Copy out every line of the material below with no changes at all.

=== Given data ===

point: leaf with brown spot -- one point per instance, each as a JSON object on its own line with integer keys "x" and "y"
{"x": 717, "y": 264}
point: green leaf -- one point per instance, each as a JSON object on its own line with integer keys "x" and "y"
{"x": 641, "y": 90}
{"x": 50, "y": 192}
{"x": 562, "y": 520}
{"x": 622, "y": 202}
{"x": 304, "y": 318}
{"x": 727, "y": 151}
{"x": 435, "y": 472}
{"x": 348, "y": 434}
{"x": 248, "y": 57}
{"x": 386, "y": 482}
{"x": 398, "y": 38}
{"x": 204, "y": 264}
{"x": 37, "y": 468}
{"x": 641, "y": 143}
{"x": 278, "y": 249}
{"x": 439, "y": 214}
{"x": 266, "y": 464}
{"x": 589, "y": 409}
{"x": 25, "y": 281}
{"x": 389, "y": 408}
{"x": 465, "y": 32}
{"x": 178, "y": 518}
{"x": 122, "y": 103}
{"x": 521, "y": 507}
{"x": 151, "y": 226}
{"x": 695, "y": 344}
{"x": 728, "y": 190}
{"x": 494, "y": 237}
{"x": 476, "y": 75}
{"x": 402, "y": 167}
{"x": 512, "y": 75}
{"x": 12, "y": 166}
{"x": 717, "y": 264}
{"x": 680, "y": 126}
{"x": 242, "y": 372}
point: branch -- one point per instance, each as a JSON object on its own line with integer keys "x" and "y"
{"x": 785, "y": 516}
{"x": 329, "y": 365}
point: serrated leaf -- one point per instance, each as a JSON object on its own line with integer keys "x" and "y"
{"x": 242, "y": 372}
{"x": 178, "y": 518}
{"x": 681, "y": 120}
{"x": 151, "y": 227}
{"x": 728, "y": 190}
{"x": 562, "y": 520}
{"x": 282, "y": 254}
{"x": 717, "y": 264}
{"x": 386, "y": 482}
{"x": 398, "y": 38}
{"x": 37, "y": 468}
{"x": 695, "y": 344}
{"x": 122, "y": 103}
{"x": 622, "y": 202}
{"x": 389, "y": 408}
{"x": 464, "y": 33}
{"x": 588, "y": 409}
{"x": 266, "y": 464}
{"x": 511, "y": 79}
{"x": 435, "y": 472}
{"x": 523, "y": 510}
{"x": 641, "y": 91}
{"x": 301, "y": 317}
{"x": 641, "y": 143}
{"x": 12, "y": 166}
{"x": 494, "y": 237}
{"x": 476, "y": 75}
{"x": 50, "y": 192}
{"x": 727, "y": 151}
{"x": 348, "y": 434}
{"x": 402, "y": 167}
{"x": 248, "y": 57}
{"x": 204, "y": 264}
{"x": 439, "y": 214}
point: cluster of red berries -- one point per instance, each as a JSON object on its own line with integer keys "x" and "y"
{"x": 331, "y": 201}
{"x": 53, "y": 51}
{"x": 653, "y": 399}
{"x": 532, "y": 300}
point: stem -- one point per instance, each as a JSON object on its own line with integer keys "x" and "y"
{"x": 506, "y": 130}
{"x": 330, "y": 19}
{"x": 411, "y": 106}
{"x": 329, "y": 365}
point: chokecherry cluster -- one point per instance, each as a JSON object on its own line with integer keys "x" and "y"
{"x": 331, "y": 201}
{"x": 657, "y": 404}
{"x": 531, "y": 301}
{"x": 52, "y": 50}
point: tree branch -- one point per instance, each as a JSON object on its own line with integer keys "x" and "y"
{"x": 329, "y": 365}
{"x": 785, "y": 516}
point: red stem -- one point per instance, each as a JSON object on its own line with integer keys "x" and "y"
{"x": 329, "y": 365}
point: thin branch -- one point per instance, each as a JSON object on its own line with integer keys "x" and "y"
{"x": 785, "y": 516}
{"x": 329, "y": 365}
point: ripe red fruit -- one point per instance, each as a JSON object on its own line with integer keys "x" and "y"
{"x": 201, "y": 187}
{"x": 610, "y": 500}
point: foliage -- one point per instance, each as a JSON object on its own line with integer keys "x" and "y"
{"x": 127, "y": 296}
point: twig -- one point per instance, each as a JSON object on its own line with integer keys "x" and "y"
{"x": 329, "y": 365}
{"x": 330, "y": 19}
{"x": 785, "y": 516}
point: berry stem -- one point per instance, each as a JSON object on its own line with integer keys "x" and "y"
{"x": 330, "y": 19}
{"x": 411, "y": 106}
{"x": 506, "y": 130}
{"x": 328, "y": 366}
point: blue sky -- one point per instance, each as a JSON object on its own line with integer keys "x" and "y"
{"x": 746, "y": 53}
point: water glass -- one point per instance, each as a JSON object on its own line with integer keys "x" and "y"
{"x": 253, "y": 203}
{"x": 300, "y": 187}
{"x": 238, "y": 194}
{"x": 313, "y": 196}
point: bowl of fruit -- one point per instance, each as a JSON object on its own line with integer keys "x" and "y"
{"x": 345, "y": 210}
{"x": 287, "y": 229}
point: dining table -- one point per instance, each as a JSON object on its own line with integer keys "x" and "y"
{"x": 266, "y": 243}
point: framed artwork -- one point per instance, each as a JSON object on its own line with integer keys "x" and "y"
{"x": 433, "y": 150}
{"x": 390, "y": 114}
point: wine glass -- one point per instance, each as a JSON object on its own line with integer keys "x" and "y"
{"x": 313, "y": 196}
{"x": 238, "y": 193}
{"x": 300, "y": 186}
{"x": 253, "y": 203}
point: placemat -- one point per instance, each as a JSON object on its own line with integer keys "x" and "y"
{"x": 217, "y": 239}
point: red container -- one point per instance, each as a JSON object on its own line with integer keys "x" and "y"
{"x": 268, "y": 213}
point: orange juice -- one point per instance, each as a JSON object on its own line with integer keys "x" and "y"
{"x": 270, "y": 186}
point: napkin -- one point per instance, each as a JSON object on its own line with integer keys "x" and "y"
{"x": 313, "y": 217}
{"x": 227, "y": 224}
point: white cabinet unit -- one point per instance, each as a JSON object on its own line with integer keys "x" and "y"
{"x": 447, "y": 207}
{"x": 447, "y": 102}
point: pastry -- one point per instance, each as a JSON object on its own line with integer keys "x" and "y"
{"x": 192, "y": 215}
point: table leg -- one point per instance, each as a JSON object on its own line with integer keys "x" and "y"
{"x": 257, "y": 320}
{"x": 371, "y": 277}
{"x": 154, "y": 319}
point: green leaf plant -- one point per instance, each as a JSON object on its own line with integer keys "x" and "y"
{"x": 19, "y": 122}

===

Complete response>
point: leaf with brown spot -- one point per instance, each as a JSON object on its own line with integer keys "x" and "y"
{"x": 717, "y": 264}
point: green leaf -- one point per instance, each as a JSON object on its own line with integer keys "x" and "y"
{"x": 641, "y": 90}
{"x": 50, "y": 192}
{"x": 562, "y": 520}
{"x": 622, "y": 202}
{"x": 304, "y": 318}
{"x": 727, "y": 151}
{"x": 435, "y": 472}
{"x": 348, "y": 434}
{"x": 248, "y": 57}
{"x": 386, "y": 482}
{"x": 398, "y": 38}
{"x": 204, "y": 264}
{"x": 37, "y": 468}
{"x": 641, "y": 143}
{"x": 278, "y": 249}
{"x": 439, "y": 214}
{"x": 266, "y": 464}
{"x": 589, "y": 409}
{"x": 25, "y": 281}
{"x": 389, "y": 408}
{"x": 465, "y": 32}
{"x": 178, "y": 518}
{"x": 122, "y": 103}
{"x": 521, "y": 507}
{"x": 151, "y": 226}
{"x": 695, "y": 344}
{"x": 728, "y": 190}
{"x": 494, "y": 237}
{"x": 476, "y": 75}
{"x": 402, "y": 167}
{"x": 512, "y": 75}
{"x": 12, "y": 166}
{"x": 717, "y": 264}
{"x": 680, "y": 126}
{"x": 242, "y": 372}
point: branch -- one point per instance, each as a JSON object on its own line with integer keys "x" and "y"
{"x": 785, "y": 516}
{"x": 329, "y": 365}
point: serrated leaf -- one point per instance, each as a JSON object on its own line with integer keys "x" and "y"
{"x": 242, "y": 372}
{"x": 178, "y": 518}
{"x": 681, "y": 120}
{"x": 151, "y": 227}
{"x": 728, "y": 190}
{"x": 562, "y": 520}
{"x": 282, "y": 254}
{"x": 717, "y": 264}
{"x": 386, "y": 482}
{"x": 398, "y": 38}
{"x": 37, "y": 468}
{"x": 695, "y": 344}
{"x": 122, "y": 103}
{"x": 622, "y": 202}
{"x": 389, "y": 408}
{"x": 464, "y": 33}
{"x": 588, "y": 409}
{"x": 266, "y": 464}
{"x": 511, "y": 79}
{"x": 435, "y": 472}
{"x": 523, "y": 510}
{"x": 641, "y": 91}
{"x": 301, "y": 317}
{"x": 641, "y": 143}
{"x": 12, "y": 166}
{"x": 494, "y": 237}
{"x": 476, "y": 75}
{"x": 50, "y": 192}
{"x": 727, "y": 151}
{"x": 348, "y": 434}
{"x": 402, "y": 167}
{"x": 248, "y": 57}
{"x": 204, "y": 264}
{"x": 439, "y": 214}
point: cluster of red berries -- one point per instance, each as a JSON object on its own line with integer keys "x" and "y"
{"x": 331, "y": 201}
{"x": 53, "y": 51}
{"x": 653, "y": 399}
{"x": 532, "y": 300}
point: stem -- one point per instance, each as a JSON object on its own line with integer keys "x" and "y"
{"x": 506, "y": 130}
{"x": 330, "y": 19}
{"x": 411, "y": 106}
{"x": 329, "y": 365}
point: chokecherry cluster -- one point per instance, each as a JSON object on its own line with integer keys "x" and "y"
{"x": 331, "y": 201}
{"x": 657, "y": 404}
{"x": 531, "y": 301}
{"x": 52, "y": 50}
point: tree branch -- one point per instance, each as a JSON object on its own line with integer keys "x" and "y"
{"x": 329, "y": 365}
{"x": 785, "y": 516}
point: red stem -- one point per instance, each as a JSON object on its own line with integer keys "x" and "y"
{"x": 329, "y": 365}
point: thin branch -- one point per instance, each as a JSON object on its own line with integer keys "x" and "y"
{"x": 785, "y": 516}
{"x": 329, "y": 365}
point: ripe red fruit -- one point per instance, each as a JSON object on its own line with integer keys "x" and "y"
{"x": 201, "y": 187}
{"x": 610, "y": 500}
point: foliage -- one point per instance, each as a JSON object on its own line with integer keys "x" and "y"
{"x": 127, "y": 296}
point: twig -- one point per instance, each as a JSON object on its own line with integer keys "x" and "y"
{"x": 329, "y": 365}
{"x": 330, "y": 19}
{"x": 785, "y": 516}
point: berry stem -- one point per instance, each as a JSON object on its own line with integer keys "x" and "y"
{"x": 330, "y": 19}
{"x": 411, "y": 106}
{"x": 506, "y": 130}
{"x": 328, "y": 366}
point: blue sky -- one point per instance, each as a JSON object on its own line with integer keys "x" and "y"
{"x": 746, "y": 53}
point: water glass -- one point per instance, each as a JSON object on its own line with integer keys "x" and "y"
{"x": 253, "y": 203}
{"x": 300, "y": 187}
{"x": 238, "y": 194}
{"x": 313, "y": 196}
point: bowl of fruit -- one point per instance, each as a JSON object on its own line with integer keys "x" and "y"
{"x": 345, "y": 210}
{"x": 287, "y": 229}
point: dining table -- one point per instance, each as a JSON object on its own line with integer keys "x" and "y"
{"x": 266, "y": 243}
point: framed artwork -- one point per instance, each as a JSON object on its own line with integer keys "x" and "y"
{"x": 433, "y": 150}
{"x": 390, "y": 114}
point: wine glass -- one point per instance, each as a JSON object on its own line with integer keys "x" and "y"
{"x": 313, "y": 196}
{"x": 238, "y": 193}
{"x": 300, "y": 186}
{"x": 253, "y": 203}
point: placemat -- one point per instance, each as a JSON object on its own line with integer keys "x" and "y"
{"x": 217, "y": 239}
point: red container -- one point per instance, each as a JSON object on its own line with integer keys "x" and "y"
{"x": 268, "y": 213}
point: orange juice -- one point per instance, each as a JSON object on its own line with integer keys "x" and "y"
{"x": 270, "y": 186}
point: napkin -- one point per instance, each as a JSON object on its own line with integer keys "x" and "y"
{"x": 313, "y": 217}
{"x": 227, "y": 224}
point: white cabinet unit -- one point per instance, each as a JSON object on its own line with integer keys "x" and "y"
{"x": 447, "y": 207}
{"x": 447, "y": 102}
point: pastry -- one point per instance, each as a JSON object on its own line with integer keys "x" and "y"
{"x": 192, "y": 215}
point: table leg -- one point per instance, each as a JSON object on its own line with integer keys "x" and "y"
{"x": 257, "y": 320}
{"x": 371, "y": 277}
{"x": 154, "y": 319}
point: green leaf plant -- one point per instance, each as a JSON object on its own line with integer keys "x" and "y"
{"x": 19, "y": 122}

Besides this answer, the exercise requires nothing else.